[A block of data]
>>
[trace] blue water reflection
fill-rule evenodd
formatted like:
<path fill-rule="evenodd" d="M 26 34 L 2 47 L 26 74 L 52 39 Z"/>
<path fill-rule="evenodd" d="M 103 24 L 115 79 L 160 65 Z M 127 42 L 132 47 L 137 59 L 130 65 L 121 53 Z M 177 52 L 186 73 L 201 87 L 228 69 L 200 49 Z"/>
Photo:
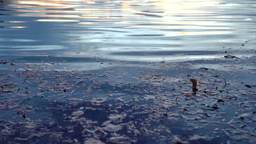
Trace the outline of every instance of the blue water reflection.
<path fill-rule="evenodd" d="M 0 8 L 3 55 L 148 61 L 200 51 L 202 59 L 256 35 L 254 1 L 0 1 Z"/>

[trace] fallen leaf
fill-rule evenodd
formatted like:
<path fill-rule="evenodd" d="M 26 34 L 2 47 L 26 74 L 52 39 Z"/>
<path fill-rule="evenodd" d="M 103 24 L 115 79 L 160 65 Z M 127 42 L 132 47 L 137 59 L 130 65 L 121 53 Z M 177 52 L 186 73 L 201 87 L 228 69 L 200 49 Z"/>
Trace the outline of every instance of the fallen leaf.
<<
## Objective
Render every line of the data above as a numbered list. Omit the blank lines and the pictures.

## The response
1. [trace] blue water reflection
2. fill-rule evenodd
3. formatted like:
4. <path fill-rule="evenodd" d="M 26 34 L 2 47 L 26 74 L 52 39 Z"/>
5. <path fill-rule="evenodd" d="M 103 24 L 115 79 L 160 65 Z M 127 42 L 132 47 L 137 59 L 130 65 L 121 53 Z M 177 52 L 186 73 L 201 87 L 228 69 L 200 49 Z"/>
6. Photo:
7. Trace the outline of every instance of the blue water reflection.
8. <path fill-rule="evenodd" d="M 0 8 L 3 55 L 148 61 L 200 51 L 202 59 L 256 35 L 254 1 L 0 1 Z"/>
9. [trace] fallen leaf
10. fill-rule evenodd
11. formatted like:
12. <path fill-rule="evenodd" d="M 26 34 L 2 47 L 26 74 L 52 39 Z"/>
13. <path fill-rule="evenodd" d="M 103 24 L 115 79 L 160 65 Z M 127 42 L 132 47 L 137 59 L 130 65 L 121 53 Z M 177 52 L 186 73 L 201 87 L 228 69 L 200 49 Z"/>
14. Trace the outline of every instance of the fallen leaf.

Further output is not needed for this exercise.